__REQUIREMENT__.
Output the part of the rows below that opens with the line containing "Thank you for the photograph. Please indicate the red carrot" and runs through the last line, as a Markdown table with columns Num and Line, skipping blank lines. Leave the pictures out.

[Raw rows]
****************

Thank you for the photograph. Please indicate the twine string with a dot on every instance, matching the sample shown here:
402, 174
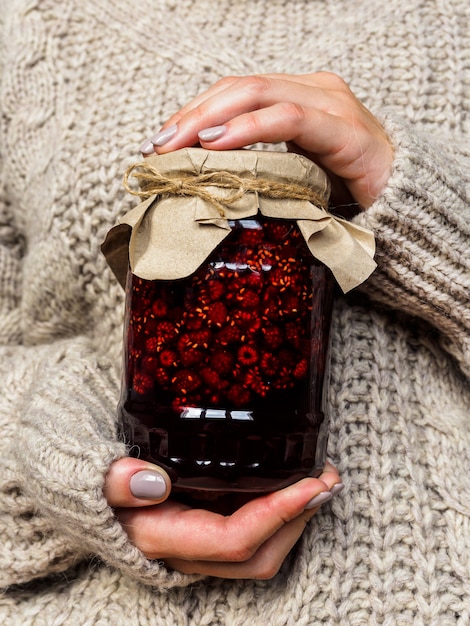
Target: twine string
152, 182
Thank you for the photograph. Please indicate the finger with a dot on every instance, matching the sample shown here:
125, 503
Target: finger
172, 530
134, 483
263, 565
245, 95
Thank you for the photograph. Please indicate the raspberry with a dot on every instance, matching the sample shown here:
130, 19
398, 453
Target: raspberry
253, 280
290, 305
222, 361
301, 369
152, 345
248, 299
269, 364
217, 314
284, 380
247, 321
273, 337
247, 355
193, 323
168, 358
166, 332
229, 334
161, 376
215, 290
200, 338
159, 308
254, 381
142, 383
149, 363
293, 334
191, 357
185, 381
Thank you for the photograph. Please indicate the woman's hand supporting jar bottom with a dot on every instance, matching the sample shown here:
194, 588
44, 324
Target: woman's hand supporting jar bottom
319, 116
252, 542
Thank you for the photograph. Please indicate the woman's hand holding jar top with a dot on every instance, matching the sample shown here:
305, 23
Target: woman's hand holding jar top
315, 114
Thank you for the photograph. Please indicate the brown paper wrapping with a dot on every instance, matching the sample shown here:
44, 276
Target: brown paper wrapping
168, 236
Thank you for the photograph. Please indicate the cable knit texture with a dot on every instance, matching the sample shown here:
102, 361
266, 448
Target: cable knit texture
83, 83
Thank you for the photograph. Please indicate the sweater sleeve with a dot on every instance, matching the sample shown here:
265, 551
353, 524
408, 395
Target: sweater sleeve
422, 227
59, 441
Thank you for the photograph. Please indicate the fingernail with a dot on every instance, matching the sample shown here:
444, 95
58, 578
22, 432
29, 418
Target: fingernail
338, 488
318, 500
209, 134
148, 484
161, 138
147, 147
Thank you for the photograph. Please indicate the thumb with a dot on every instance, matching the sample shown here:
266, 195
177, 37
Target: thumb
133, 483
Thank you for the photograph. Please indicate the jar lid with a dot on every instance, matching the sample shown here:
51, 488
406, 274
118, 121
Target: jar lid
191, 195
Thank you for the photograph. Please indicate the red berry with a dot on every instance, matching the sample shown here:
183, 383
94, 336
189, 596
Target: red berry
149, 363
254, 381
248, 299
222, 361
273, 337
215, 289
162, 377
269, 364
152, 345
142, 383
301, 369
191, 357
159, 308
166, 332
185, 381
283, 380
216, 314
247, 321
293, 334
168, 358
228, 335
210, 377
247, 355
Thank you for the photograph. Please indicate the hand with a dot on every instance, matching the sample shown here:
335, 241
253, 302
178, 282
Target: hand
252, 542
316, 114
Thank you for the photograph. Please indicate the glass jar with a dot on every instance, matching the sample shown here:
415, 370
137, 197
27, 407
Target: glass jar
225, 371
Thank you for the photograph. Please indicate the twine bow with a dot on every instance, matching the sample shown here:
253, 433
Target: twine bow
153, 183
191, 196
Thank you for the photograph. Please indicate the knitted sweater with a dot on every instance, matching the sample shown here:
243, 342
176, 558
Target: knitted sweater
83, 83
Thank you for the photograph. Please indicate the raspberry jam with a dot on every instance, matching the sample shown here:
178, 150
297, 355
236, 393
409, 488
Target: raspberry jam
225, 370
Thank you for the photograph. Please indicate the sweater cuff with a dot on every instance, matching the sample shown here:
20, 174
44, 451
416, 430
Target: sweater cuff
67, 442
421, 223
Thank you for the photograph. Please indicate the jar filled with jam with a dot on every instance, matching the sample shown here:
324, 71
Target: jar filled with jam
226, 343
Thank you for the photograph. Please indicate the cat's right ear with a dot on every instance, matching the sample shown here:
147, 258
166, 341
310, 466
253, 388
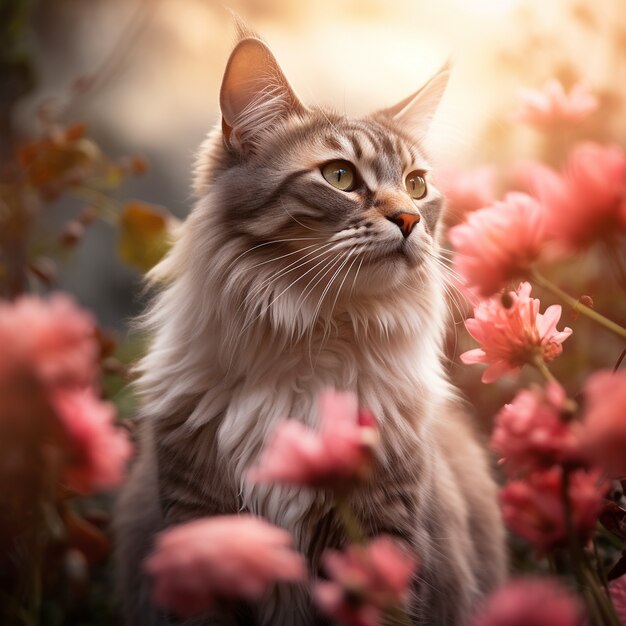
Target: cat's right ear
255, 94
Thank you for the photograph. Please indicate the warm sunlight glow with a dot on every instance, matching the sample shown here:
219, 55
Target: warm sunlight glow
487, 7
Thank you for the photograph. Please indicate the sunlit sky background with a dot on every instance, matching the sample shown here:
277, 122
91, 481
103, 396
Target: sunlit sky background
161, 96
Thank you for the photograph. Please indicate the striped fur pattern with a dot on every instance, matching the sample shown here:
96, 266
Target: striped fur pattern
278, 286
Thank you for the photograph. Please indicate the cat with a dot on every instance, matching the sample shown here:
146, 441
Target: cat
310, 260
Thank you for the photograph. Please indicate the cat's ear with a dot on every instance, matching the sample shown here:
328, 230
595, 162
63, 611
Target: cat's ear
416, 112
255, 94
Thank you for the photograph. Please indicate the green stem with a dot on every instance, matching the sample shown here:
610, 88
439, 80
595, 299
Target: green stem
599, 604
620, 331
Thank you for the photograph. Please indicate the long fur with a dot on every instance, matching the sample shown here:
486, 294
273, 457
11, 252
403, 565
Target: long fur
266, 299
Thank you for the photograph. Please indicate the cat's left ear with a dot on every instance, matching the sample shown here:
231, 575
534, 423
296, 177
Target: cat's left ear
255, 94
415, 113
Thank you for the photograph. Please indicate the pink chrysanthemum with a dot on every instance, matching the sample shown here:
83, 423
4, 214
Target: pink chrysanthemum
49, 362
531, 602
530, 432
604, 421
195, 565
52, 338
364, 582
587, 201
552, 106
341, 452
499, 243
534, 509
513, 336
617, 590
97, 449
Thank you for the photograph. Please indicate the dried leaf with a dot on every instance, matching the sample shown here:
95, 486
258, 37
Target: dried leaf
144, 234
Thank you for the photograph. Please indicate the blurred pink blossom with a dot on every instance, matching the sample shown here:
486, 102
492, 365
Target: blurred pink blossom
551, 105
604, 421
617, 590
533, 507
588, 200
531, 431
466, 190
97, 450
197, 564
531, 602
365, 581
340, 453
54, 338
514, 335
499, 243
49, 361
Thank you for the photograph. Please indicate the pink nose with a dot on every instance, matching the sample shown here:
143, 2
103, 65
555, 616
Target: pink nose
406, 222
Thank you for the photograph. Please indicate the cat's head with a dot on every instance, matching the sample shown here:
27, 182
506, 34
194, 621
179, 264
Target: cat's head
308, 204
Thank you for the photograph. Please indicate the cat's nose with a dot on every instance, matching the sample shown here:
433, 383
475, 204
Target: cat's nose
405, 221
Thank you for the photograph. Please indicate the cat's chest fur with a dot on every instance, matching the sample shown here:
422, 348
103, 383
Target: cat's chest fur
263, 381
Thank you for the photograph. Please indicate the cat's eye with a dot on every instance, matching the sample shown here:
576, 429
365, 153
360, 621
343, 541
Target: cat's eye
340, 174
416, 185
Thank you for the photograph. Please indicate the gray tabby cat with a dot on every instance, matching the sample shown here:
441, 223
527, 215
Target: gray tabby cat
311, 260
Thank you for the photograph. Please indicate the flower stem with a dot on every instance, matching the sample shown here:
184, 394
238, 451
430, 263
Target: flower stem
620, 331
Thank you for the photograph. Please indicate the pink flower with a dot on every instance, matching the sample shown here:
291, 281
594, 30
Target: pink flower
97, 450
195, 565
513, 336
499, 243
587, 201
466, 191
531, 602
365, 581
617, 591
604, 421
533, 507
53, 338
531, 432
552, 105
339, 454
49, 360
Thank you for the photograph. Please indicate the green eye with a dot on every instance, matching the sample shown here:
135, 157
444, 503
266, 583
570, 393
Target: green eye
416, 185
340, 174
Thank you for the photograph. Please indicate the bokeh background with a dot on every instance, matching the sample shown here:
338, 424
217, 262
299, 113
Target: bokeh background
157, 66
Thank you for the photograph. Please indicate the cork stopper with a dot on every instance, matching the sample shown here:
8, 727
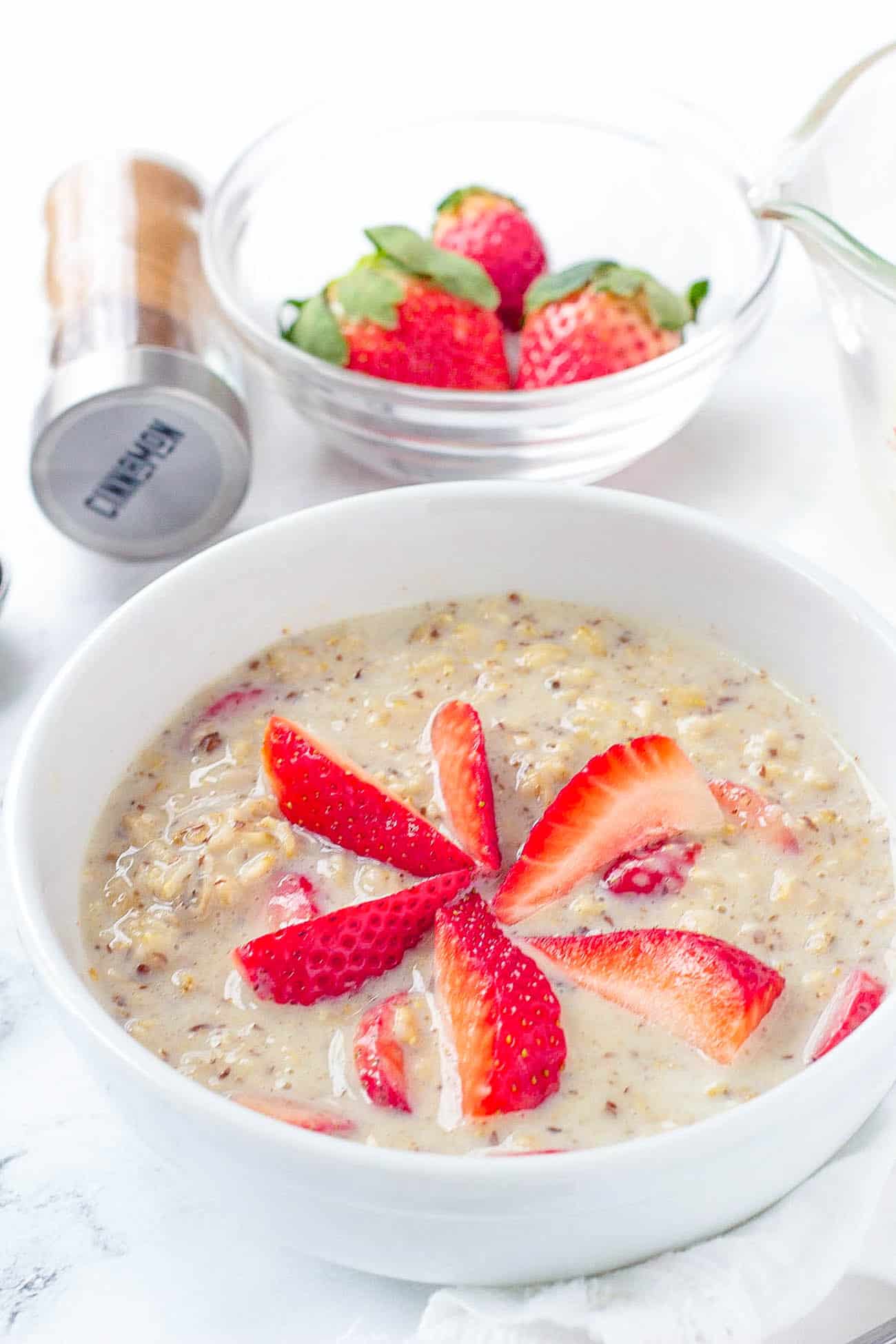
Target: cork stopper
123, 258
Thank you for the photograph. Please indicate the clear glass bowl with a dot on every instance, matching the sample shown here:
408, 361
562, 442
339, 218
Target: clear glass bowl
631, 175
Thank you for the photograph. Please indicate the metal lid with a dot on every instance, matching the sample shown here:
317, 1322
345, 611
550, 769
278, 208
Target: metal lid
140, 452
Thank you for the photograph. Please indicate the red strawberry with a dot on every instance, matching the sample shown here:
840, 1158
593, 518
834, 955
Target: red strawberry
703, 990
232, 702
658, 870
464, 780
598, 319
620, 802
500, 1011
379, 1057
292, 901
493, 230
296, 1113
336, 953
855, 1000
754, 813
325, 793
411, 314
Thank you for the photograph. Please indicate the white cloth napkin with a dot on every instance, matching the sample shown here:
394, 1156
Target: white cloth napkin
734, 1290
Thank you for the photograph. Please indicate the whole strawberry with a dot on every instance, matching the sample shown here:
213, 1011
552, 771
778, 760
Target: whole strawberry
598, 319
410, 312
495, 232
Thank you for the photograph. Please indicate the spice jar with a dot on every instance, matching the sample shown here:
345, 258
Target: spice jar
140, 441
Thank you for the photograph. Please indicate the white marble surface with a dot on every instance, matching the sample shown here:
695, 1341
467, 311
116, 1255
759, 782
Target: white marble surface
99, 1238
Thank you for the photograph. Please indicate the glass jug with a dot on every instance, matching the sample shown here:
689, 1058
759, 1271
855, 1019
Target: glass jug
835, 186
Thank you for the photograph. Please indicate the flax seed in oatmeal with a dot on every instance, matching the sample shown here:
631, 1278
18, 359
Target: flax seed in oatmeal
192, 846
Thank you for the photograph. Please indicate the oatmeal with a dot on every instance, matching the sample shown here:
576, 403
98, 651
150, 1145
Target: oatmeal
195, 857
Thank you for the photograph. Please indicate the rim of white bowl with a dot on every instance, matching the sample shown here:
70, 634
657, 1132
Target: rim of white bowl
73, 995
638, 380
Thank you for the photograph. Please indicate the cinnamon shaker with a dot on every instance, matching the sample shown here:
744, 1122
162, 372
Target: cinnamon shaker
140, 441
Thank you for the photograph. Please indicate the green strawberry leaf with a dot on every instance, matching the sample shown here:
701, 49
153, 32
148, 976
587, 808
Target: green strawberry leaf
369, 292
450, 272
456, 199
668, 311
316, 331
551, 289
698, 294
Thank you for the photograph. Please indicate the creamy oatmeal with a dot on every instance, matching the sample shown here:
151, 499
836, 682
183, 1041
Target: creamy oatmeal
190, 857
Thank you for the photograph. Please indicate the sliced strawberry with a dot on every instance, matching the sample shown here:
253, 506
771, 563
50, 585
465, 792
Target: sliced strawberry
658, 870
379, 1057
323, 792
338, 952
232, 702
296, 1113
855, 1000
703, 990
500, 1011
753, 812
292, 901
633, 795
465, 781
523, 1152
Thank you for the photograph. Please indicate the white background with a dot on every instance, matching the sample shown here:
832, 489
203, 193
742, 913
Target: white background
99, 1239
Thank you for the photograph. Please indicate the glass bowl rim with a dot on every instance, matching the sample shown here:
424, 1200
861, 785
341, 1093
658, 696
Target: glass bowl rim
460, 400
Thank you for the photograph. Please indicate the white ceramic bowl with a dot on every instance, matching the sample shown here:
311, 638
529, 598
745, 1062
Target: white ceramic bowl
418, 1215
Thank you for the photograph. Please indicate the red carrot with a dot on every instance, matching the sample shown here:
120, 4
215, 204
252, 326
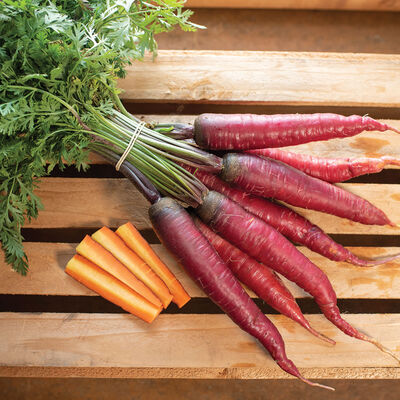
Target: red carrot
270, 178
264, 282
266, 245
328, 169
250, 131
287, 222
180, 235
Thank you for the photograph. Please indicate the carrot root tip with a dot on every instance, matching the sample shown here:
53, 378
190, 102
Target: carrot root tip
316, 384
321, 336
381, 347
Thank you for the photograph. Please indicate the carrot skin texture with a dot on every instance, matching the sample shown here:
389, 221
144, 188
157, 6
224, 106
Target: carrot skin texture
287, 222
328, 169
135, 241
112, 242
251, 131
179, 234
270, 178
109, 287
262, 242
260, 279
98, 255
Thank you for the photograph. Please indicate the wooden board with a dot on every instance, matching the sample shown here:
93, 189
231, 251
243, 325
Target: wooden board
363, 5
200, 345
266, 78
366, 144
116, 201
47, 262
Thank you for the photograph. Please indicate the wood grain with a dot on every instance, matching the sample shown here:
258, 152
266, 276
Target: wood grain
366, 144
47, 262
207, 344
361, 5
266, 78
94, 202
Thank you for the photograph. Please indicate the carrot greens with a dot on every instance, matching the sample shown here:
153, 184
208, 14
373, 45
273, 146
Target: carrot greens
59, 65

****************

__SOLUTION FOR THIS PROBLEM__.
| Num | Line |
|---|---|
| 1 | Thank you for the photograph. Please indicate the red carrot with a dot on every instance, matching the sample shown here: |
| 2 | 120, 4 |
| 3 | 215, 204 |
| 4 | 252, 326 |
| 5 | Target: red carrot |
| 6 | 270, 178 |
| 7 | 264, 282 |
| 8 | 266, 245 |
| 9 | 328, 169 |
| 10 | 250, 131 |
| 11 | 287, 222 |
| 12 | 180, 235 |
| 13 | Thank you for the photograph. Please indicate the carrot root tip with a dot on every instance, matching the sample shown here: |
| 14 | 53, 378 |
| 15 | 190, 102 |
| 16 | Target: carrot root tip |
| 17 | 316, 384 |
| 18 | 321, 336 |
| 19 | 381, 347 |
| 20 | Thank you for the photograph. Please indicate the carrot skin texture with a dot on every instance, matching the sample shown here: |
| 21 | 389, 221 |
| 22 | 144, 188 |
| 23 | 157, 6 |
| 24 | 224, 106 |
| 25 | Target: carrot skin texture |
| 26 | 287, 222 |
| 27 | 328, 169 |
| 28 | 135, 241 |
| 29 | 112, 242 |
| 30 | 251, 131 |
| 31 | 179, 234 |
| 32 | 270, 178 |
| 33 | 109, 287 |
| 34 | 262, 242 |
| 35 | 260, 279 |
| 36 | 98, 255 |
| 37 | Thank you for the photograph. Please indicate the wooden board with a dot on every instance, matching the sample shown here: |
| 38 | 93, 189 |
| 39 | 231, 251 |
| 40 | 243, 325 |
| 41 | Target: wooden board |
| 42 | 363, 5 |
| 43 | 200, 345 |
| 44 | 266, 78 |
| 45 | 366, 144 |
| 46 | 116, 201 |
| 47 | 47, 262 |
| 48 | Thank you for the photograph. Please indicate the wood grain with a dot on every instance, matching the sample shown here: |
| 49 | 258, 152 |
| 50 | 266, 276 |
| 51 | Target: wood grain |
| 52 | 366, 144 |
| 53 | 47, 262 |
| 54 | 207, 344 |
| 55 | 361, 5 |
| 56 | 266, 78 |
| 57 | 94, 202 |
| 58 | Thank you for the photograph. Please indicate the carrot greens with a dot on every instance, matching the sample shown here: |
| 59 | 153, 184 |
| 60 | 208, 14 |
| 61 | 373, 45 |
| 62 | 273, 146 |
| 63 | Target: carrot greens |
| 64 | 59, 65 |